- **ACTION ITEM**
Set down all of the records below exactly, please, omitting the images.

#### GIVEN RECORDS ####

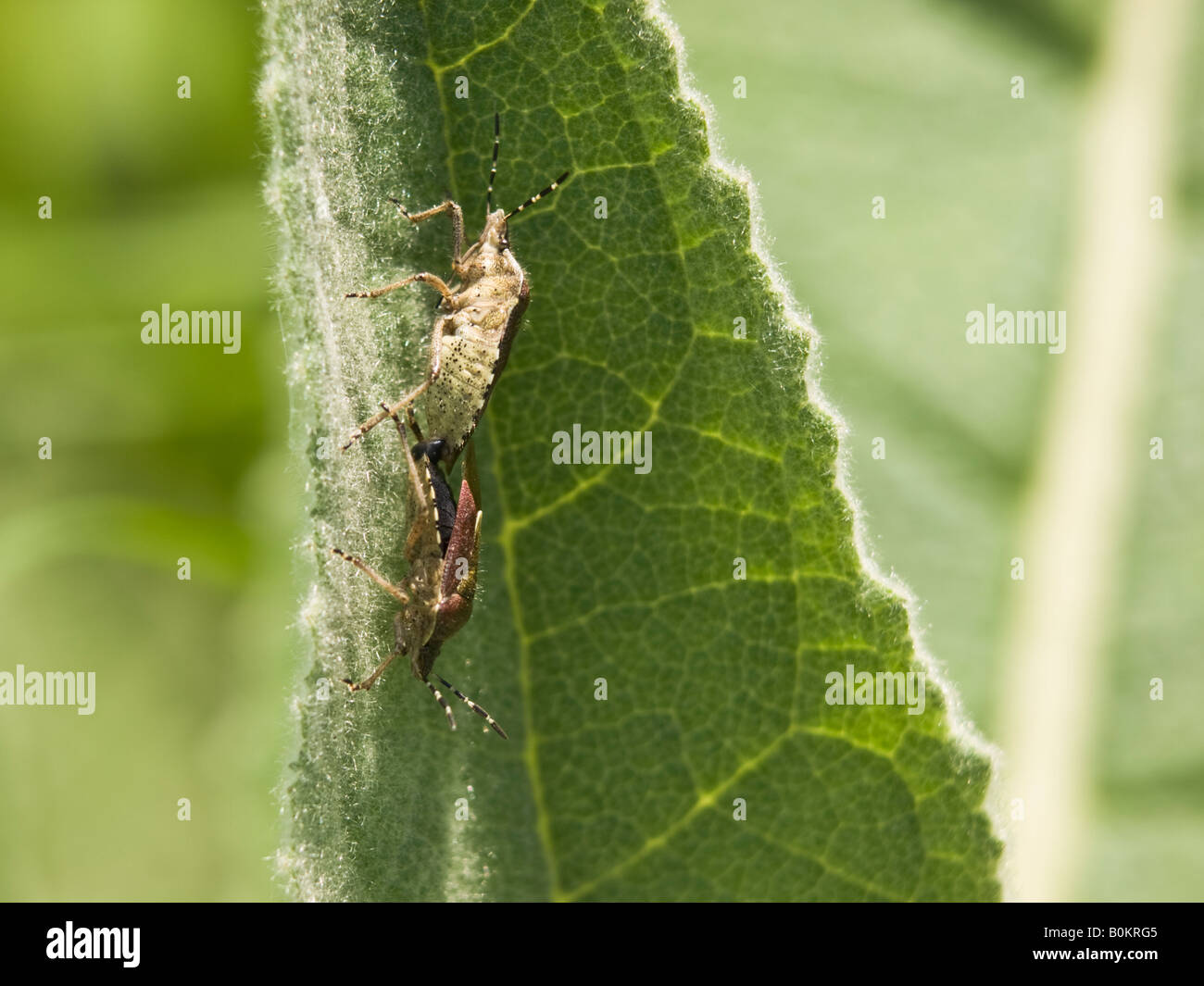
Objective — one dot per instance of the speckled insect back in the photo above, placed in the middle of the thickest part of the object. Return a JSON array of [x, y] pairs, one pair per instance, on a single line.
[[476, 324]]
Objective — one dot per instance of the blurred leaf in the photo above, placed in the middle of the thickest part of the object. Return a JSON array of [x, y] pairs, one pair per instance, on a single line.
[[715, 685]]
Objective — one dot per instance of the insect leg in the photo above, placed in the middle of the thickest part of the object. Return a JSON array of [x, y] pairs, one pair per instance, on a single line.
[[434, 281], [413, 395], [470, 705], [445, 206], [388, 586], [371, 680]]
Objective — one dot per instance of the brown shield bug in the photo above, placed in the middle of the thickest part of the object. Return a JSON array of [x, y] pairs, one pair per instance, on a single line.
[[444, 548], [476, 324]]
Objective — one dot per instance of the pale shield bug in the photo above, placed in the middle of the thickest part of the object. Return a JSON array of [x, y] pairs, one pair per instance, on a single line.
[[476, 323], [442, 550]]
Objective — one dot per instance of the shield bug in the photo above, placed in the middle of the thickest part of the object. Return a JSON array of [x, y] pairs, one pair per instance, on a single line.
[[444, 548], [477, 319]]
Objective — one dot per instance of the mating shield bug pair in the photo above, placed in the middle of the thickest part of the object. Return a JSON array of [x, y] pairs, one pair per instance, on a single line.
[[476, 324]]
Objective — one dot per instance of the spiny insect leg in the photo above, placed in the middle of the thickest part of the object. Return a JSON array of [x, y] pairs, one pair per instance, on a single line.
[[371, 680], [425, 277], [413, 423], [388, 586], [413, 395], [472, 705], [444, 702], [446, 205]]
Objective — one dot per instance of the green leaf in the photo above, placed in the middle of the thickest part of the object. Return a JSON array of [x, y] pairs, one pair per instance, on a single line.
[[715, 704]]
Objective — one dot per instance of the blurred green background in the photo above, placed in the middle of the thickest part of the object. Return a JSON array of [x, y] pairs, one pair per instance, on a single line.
[[169, 452]]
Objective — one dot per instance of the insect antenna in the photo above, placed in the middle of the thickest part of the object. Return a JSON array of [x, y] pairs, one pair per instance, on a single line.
[[469, 702], [442, 701], [493, 170], [534, 199]]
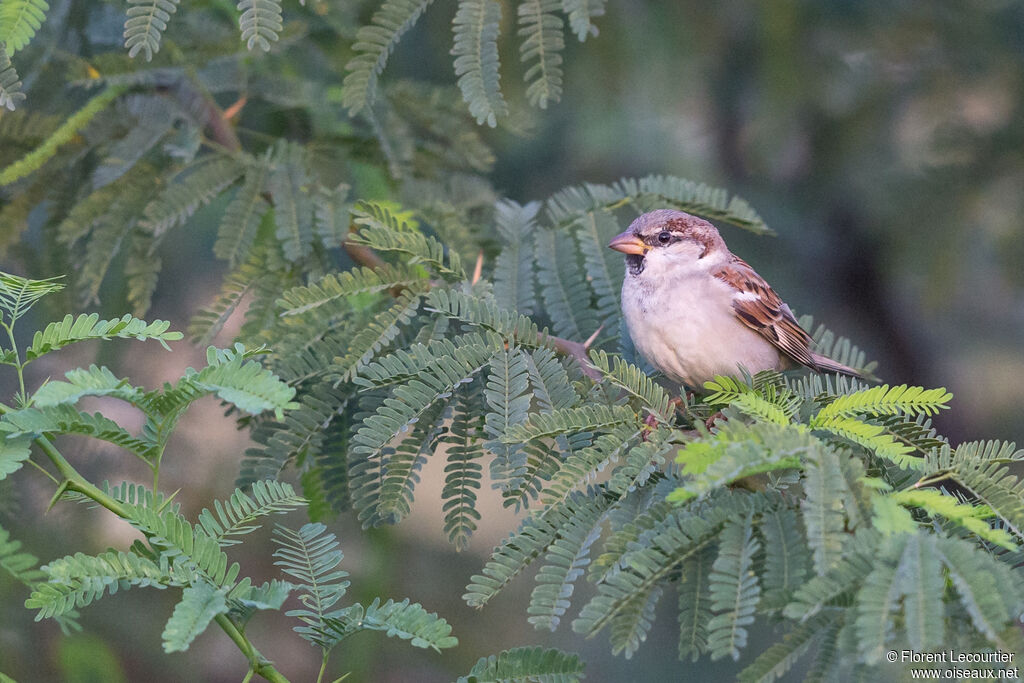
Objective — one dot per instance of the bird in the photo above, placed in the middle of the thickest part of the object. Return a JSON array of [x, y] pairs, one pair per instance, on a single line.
[[695, 310]]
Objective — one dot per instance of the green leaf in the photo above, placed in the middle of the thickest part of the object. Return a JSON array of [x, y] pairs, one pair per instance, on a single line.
[[13, 453], [68, 130], [91, 382], [199, 605], [374, 44], [922, 585], [243, 383], [333, 287], [822, 508], [779, 658], [237, 515], [970, 516], [243, 216], [57, 335], [694, 604], [17, 295], [145, 25], [786, 555], [541, 31], [605, 269], [387, 230], [878, 599], [401, 620], [565, 560], [981, 594], [77, 581], [260, 23], [476, 26], [195, 185], [61, 419], [293, 209], [311, 555], [735, 590], [885, 400], [584, 418], [19, 19], [582, 14], [10, 84], [563, 286], [526, 665], [513, 278]]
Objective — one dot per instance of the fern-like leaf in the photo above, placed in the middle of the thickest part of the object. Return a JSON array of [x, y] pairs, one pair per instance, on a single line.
[[374, 44], [310, 556], [200, 604], [18, 295], [236, 516], [194, 186], [566, 557], [92, 382], [476, 62], [735, 590], [582, 419], [779, 658], [36, 422], [541, 31], [604, 270], [563, 286], [13, 453], [68, 130], [694, 604], [243, 216], [145, 25], [463, 471], [582, 14], [19, 19], [385, 230], [786, 558], [299, 300], [514, 267], [260, 23], [10, 84], [526, 665], [822, 508], [293, 211], [377, 334], [397, 620]]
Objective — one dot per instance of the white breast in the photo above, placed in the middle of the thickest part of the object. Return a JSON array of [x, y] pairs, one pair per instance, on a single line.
[[686, 328]]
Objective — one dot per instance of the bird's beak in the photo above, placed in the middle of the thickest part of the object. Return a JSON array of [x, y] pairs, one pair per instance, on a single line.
[[629, 244]]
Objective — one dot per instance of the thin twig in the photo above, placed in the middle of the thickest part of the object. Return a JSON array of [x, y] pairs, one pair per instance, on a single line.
[[366, 256]]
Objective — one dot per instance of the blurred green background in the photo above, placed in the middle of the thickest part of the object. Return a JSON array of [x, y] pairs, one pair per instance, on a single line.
[[884, 141]]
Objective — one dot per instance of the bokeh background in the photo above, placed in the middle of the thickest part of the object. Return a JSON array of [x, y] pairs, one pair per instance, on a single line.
[[884, 141]]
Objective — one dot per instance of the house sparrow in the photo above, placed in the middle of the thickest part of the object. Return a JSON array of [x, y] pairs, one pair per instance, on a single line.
[[695, 310]]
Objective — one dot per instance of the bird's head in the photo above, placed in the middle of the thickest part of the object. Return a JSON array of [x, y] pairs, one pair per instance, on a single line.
[[667, 241]]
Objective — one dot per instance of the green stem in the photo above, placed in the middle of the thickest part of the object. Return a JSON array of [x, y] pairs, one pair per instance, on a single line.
[[320, 677], [76, 481], [43, 470], [18, 365], [257, 662]]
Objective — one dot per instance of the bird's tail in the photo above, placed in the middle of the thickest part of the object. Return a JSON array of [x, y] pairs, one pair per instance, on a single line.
[[826, 365]]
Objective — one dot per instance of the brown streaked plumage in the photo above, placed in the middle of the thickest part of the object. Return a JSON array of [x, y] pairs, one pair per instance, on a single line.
[[694, 309]]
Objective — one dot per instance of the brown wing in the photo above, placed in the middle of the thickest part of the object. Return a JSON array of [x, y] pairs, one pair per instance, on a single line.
[[762, 310]]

####

- **THE ANSWER**
Objective — one dot per instance of the speckled insect back in the photo above, placed in the middle of the thickest part of the object. Return a JSON array of [x, y] pairs, one pair per instance, on a single line.
[[476, 324]]
Objective — one dot per instance of the blurred leaf in the photo above, placed in the middle of the thickest part of the object. Return a JSON array of [x, y] pairs, one pair per instance, on a single line.
[[715, 685]]
Objective — one dot per instance of the insect leg in the photo above, placed in the middle of the thickest part of the object. Return a JSON array of [x, y] pairs, one pair per instance, on a single line.
[[434, 281], [413, 395], [470, 705], [445, 206], [388, 586], [371, 680]]
Objective — one dot per instance of the brown shield bug in the photo above, placed in the middle of the thickest part of the object. Return a JSON array of [x, y] pairs, one pair per instance, on a single line.
[[444, 548], [476, 324]]
Objective — one dot per instance of the pale shield bug in the photo above, placed in the middle of the thickest part of the object. Return a JSON array of [x, y] pairs, one pair per instance, on a single line.
[[476, 323], [442, 550]]
Objective — one dot per instance of the shield bug in the photo above, placed in the middle of the thickest part of the object. Return a JSON array of [x, y] pairs, one pair per instance, on a single line.
[[444, 548], [477, 319]]
Objective — one dot per instance of the mating shield bug pair in the photo above, placed in the middle of the thickest part of the object. Return a JSON array of [x, y] pairs, one pair per instance, on a single line.
[[476, 324]]
Objective — one dot per instance of the spiny insect leg in the photo above, placed in the middle of the thickest part of the object. Return a JSON array of [x, y] pairs, one pair per instance, on a single line.
[[371, 680], [425, 277], [413, 423], [388, 586], [413, 395], [472, 705], [444, 702], [446, 205]]
Objective — one dot per instance of the green leaf in the photo above, placed in the middle of the thickest part of the object. Return a JSON array of [x, y] pairs, one pair per instance, on a single line.
[[715, 704]]
Objective — one dot per instance of the blurred green background in the photo above, placed in the middle of the thickest part of the object. Return a JSON array of [x, y] pairs, one pair per instance, on a single line.
[[169, 452]]
Objective — one dot per instance of the insect antenna in the photo above, placed in the middle of the thickest part of the object. Return a JSON array of [x, y] pairs, one pair per instance, on a single line.
[[469, 702], [442, 701], [493, 170], [534, 199]]
Objective — one dot per instance of the bird in the photo above, placed in the middle of the thickest part of the object. Return a JSON array of [x, y] pairs, one pair per instance, on a single line.
[[695, 310]]
Objective — one dot per instance of the green leaf in the photo above, placed in the middle of the thickest part of the object. Return a JSON array of [x, y] pairs, one pair per instance, on a single line.
[[13, 453], [68, 130], [91, 382], [199, 605], [374, 44], [922, 585], [243, 383], [333, 287], [822, 508], [779, 658], [237, 515], [970, 516], [243, 216], [57, 335], [694, 604], [17, 295], [145, 25], [786, 555], [541, 31], [605, 269], [387, 230], [878, 599], [401, 620], [565, 560], [981, 594], [77, 581], [260, 23], [476, 26], [195, 185], [61, 419], [293, 209], [311, 555], [735, 590], [885, 400], [584, 418], [19, 19], [582, 14], [10, 84], [563, 286], [526, 665], [513, 278]]
Objective — one dot per instance of the fern-like leaf in the photo above, placed in the middle of the thickest part of the object. Return a JSON array of [x, y] pairs, one pair per instance, on a single line.
[[374, 44], [310, 556], [200, 604], [18, 295], [236, 516], [194, 186], [566, 557], [92, 382], [476, 62], [735, 590], [582, 419], [779, 658], [36, 422], [541, 31], [604, 270], [563, 286], [13, 453], [68, 130], [694, 604], [243, 216], [145, 25], [463, 471], [582, 14], [19, 19], [385, 230], [786, 558], [299, 300], [514, 267], [260, 23], [10, 84], [526, 665], [822, 508], [293, 211], [377, 334], [397, 620]]
Objective — one dot per instance of the white breast in the photo above, placed in the middle of the thickest part of the object. Return a JSON array of [x, y] pairs, one pair per instance, on a single line.
[[686, 328]]
Objective — one dot per instance of the bird's beak in the photo above, placed in the middle of the thickest part of the object. Return a JSON array of [x, y] pairs, one pair per instance, on a single line.
[[629, 244]]
Objective — one dot per instance of the thin twig in the photo above, placed in the middle of the thickest part of the object. Return a JSON array of [x, y] pairs, one pair per instance, on a single line.
[[366, 256]]
Objective — one dot per instance of the blurred green background in the photo above, placed in the middle of the thickest part of the object. Return a JSON array of [x, y] pairs, one pair per instance, on a single line.
[[884, 141]]
Objective — one dot per instance of the bokeh background in the photo above, placed in the middle of the thickest part of the object. Return a JSON array of [x, y] pairs, one pair per instance, on a single line.
[[884, 141]]
Objective — one dot per instance of the house sparrow in the photo above, placed in the middle of the thickest part of the object. Return a JSON array of [x, y] pairs, one pair per instance, on a single line.
[[695, 310]]
Objective — one dot per instance of the bird's head in the photo above, placed in the middle of the thickest part of the object. Return a JSON array of [x, y] pairs, one pair per instance, on a single line.
[[667, 241]]
Objective — one dot per instance of the green stem in the photo above, placed in the middle of the thickest part of the object. Return a JSON array of [x, y] pairs, one pair per instance, on a single line.
[[320, 677], [76, 481], [43, 470], [18, 365], [257, 662]]
Objective — one dot per instance of the bird's tail in the photo above, placed in the middle of the thickest part of the object. Return a JSON array of [x, y] pairs, one pair per instance, on a single line.
[[826, 365]]
Objective — one dot per instance of the brown streaked plumage in the photo above, placed in the middle of the thickest part of the object. Return a JSON array of [x, y] pairs, one pair per instance, on a single line.
[[694, 309]]
Objective — one dot per instance of the brown wing in the photo above, placed in the middle of the thickest part of the object. Return a JSON array of [x, y] pairs, one pair per instance, on a single line.
[[762, 310]]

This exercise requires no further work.